● **Dataset excerpts**

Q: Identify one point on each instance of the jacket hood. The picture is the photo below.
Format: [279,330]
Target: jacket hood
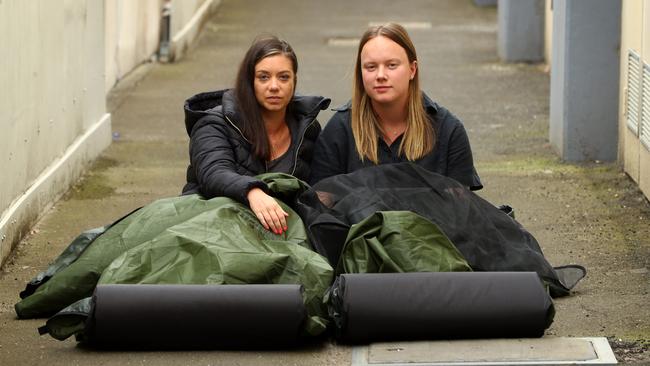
[222,103]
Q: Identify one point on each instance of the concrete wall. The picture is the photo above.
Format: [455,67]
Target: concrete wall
[186,21]
[635,105]
[133,31]
[548,32]
[52,107]
[585,79]
[55,71]
[132,35]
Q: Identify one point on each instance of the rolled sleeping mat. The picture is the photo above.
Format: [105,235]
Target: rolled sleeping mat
[439,305]
[202,316]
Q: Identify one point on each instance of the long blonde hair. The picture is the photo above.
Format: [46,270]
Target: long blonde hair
[419,136]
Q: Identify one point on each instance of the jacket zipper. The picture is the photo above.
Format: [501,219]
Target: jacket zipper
[237,128]
[302,138]
[266,164]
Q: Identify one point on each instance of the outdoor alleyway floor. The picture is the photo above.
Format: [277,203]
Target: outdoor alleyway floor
[590,214]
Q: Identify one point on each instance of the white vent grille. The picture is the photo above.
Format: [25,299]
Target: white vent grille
[645,108]
[633,97]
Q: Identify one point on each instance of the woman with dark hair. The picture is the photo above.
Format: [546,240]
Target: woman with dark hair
[390,120]
[259,126]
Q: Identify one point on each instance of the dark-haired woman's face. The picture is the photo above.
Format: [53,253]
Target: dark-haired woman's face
[274,82]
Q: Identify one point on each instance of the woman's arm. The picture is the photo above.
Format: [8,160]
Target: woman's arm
[460,161]
[213,159]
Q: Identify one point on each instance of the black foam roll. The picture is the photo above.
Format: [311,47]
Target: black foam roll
[210,316]
[440,305]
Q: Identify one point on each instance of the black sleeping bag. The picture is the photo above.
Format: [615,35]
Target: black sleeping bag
[488,238]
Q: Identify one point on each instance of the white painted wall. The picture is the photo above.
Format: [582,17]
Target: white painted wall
[635,35]
[51,98]
[59,60]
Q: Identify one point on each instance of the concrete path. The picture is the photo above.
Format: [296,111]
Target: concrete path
[589,214]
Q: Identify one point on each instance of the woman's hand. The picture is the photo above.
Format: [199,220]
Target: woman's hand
[267,210]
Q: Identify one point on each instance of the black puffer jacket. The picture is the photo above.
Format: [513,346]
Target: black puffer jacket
[221,161]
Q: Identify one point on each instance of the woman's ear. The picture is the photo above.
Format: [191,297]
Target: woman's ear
[414,69]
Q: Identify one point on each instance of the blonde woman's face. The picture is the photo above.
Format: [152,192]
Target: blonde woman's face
[386,71]
[274,82]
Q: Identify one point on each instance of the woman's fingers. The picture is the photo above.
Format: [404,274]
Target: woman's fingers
[278,221]
[268,211]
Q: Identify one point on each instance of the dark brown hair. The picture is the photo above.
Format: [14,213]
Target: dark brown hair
[248,107]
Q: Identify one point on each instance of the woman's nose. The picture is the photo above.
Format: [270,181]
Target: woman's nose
[274,84]
[381,74]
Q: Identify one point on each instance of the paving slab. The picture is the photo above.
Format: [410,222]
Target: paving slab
[522,351]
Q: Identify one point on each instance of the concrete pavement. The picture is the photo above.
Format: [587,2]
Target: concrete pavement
[588,214]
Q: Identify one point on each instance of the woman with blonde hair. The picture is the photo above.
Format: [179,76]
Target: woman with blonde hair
[390,120]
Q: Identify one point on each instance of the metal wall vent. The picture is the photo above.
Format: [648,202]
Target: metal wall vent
[633,94]
[645,108]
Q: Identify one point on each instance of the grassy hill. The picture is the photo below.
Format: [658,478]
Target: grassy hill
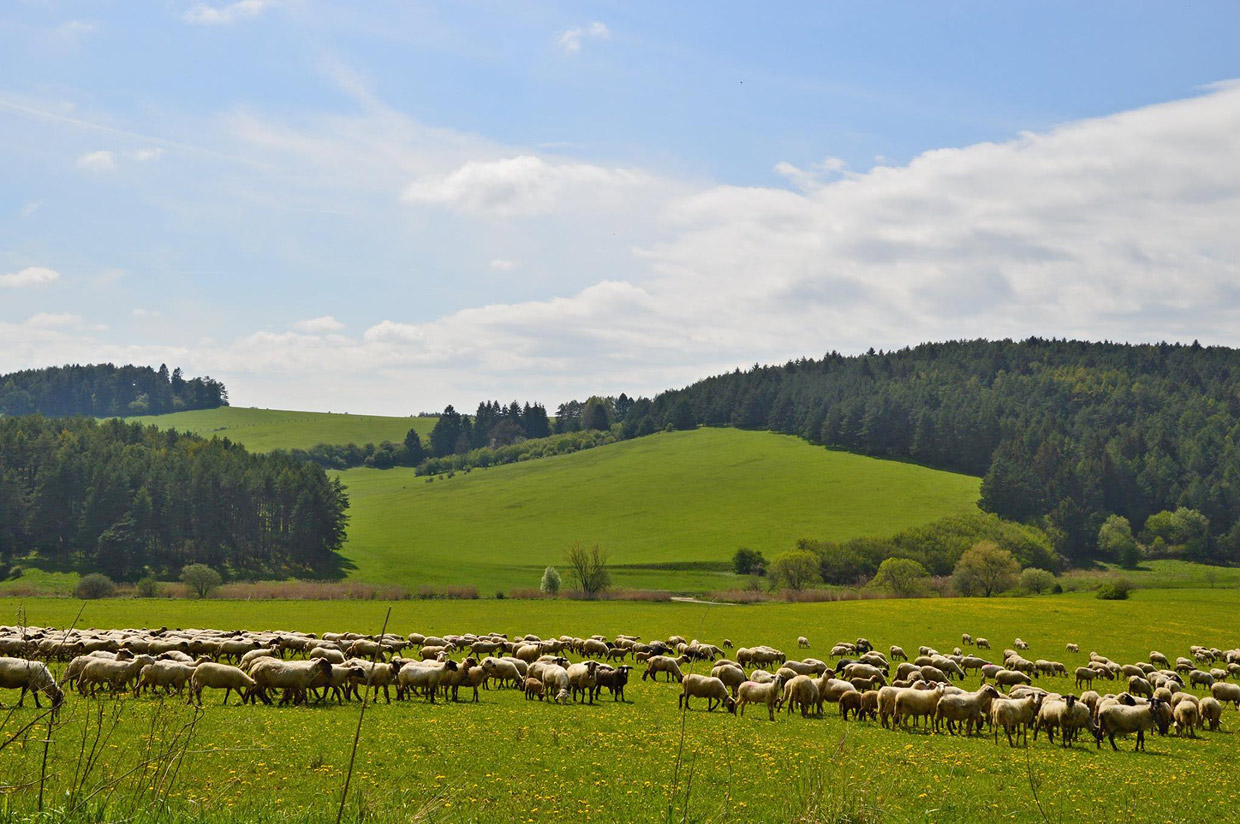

● **Instructions to follow**
Please quote all of the material above in full, leaving the pictures out.

● **Answer to the exercise**
Q: Identify one point on each instance of the jacket hood. The picture is the photo below.
Format: [279,330]
Target: jacket hood
[222,103]
Q: Identify one point on each instance of the concrete wall. The picture is the photo above.
Format: [455,67]
Target: concrete wall
[186,21]
[635,105]
[133,31]
[548,32]
[52,107]
[585,79]
[55,71]
[132,35]
Q: Identify one point on each instance of the rolled sleeping mat. The picture is the photo above.
Format: [105,235]
Target: rolled sleeping mat
[439,305]
[202,316]
Q: Identify one point on each instance of the long blonde hair. The picture is the photo above.
Format: [46,270]
Target: long blonde hair
[419,136]
Q: Identify one point on each instance of the jacket zipper. The picture is the photo above.
Format: [501,219]
Target: jacket zipper
[237,128]
[302,138]
[266,164]
Q: Identify one point on each instance of the outdoor alleyway floor. The picture is the photo above.
Format: [277,203]
Target: outdoor alleyway floor
[590,214]
Q: Identify one point on each instance of the white vent grille. The picture is the photo above.
Format: [25,299]
Target: white vent grille
[645,108]
[633,97]
Q: Identify one point on each instance of the woman with dark hair. The picture is the photo above.
Format: [546,240]
Target: woman with dark hair
[390,120]
[259,126]
Q: Identify one point on each instance of the dark-haired woman's face. The picture is the photo above.
Format: [53,253]
Target: dark-haired woman's face
[274,82]
Q: Identify one point on each instance of the woman's arm. The picture is the photo above.
Format: [8,160]
Target: woman's arm
[460,161]
[213,159]
Q: Identify one point on each instance of the black foam roll. The picture is the photo above.
Format: [311,47]
Target: black foam roll
[210,316]
[440,305]
Q: Identify one point on each instance of the black sleeping bag. The picture is the photo above.
Format: [615,35]
Target: black sleeping bag
[488,238]
Q: Identify one point on each instance of the white painted wall. The picture is the photo above.
Format: [582,17]
Target: white painted wall
[635,35]
[51,98]
[59,60]
Q: Identify one point on each instance of the concrete path. The picture is the photo above.
Format: [296,111]
Target: concrete path
[589,214]
Q: Identify one point on each instance of the woman's hand. The picture is the photo above.
Format: [199,220]
Target: woman's hand
[267,210]
Q: Identify one point on each instance of the black puffer jacket. The picture is the photo above.
Format: [513,346]
Target: black puffer jacket
[221,161]
Q: Identify one point on each instance of the woman's ear. The picture is the photo above.
Format: [191,297]
Target: woman's ear
[414,69]
Q: Identify one point on each instance of the blonde woman's face. The picture is the photo above.
Format: [152,192]
Target: blonde woman's face
[386,71]
[274,82]
Q: Identify one point on each instance of the woman's fingers. The picture is the photo above.
Format: [404,274]
Target: woman's fingers
[278,221]
[268,211]
Q: Identify one point on each instance of the dark brown hair. The picture is the photo above.
Format: [14,213]
Target: dark brown hair
[248,107]
Q: Identify one point on each instance of the woman's nose. The picture is the photo above.
Format: [270,181]
Target: woman's nose
[274,84]
[381,74]
Q: Identify one point on each instance of the paving slab. The picture is the photo above.
Format: [410,222]
Target: paving slab
[522,351]
Q: Identify one point on each instance of the concrete pavement. The picture is the photo above.
Format: [587,2]
Target: concrete pavement
[588,214]
Q: Identify one point on each instance of the woman with blonde hair. The picture is the photo above.
Format: [179,76]
Target: woman with blonde hair
[390,120]
Q: Identify one point on each instance of the metal wall vent. The picture is the photo above.
Format: [648,202]
Target: metal wall vent
[633,94]
[645,108]
Q: Identify one point on each instance of the grassy hill. The picture is the photo below.
Format: [658,478]
Target: grassy hill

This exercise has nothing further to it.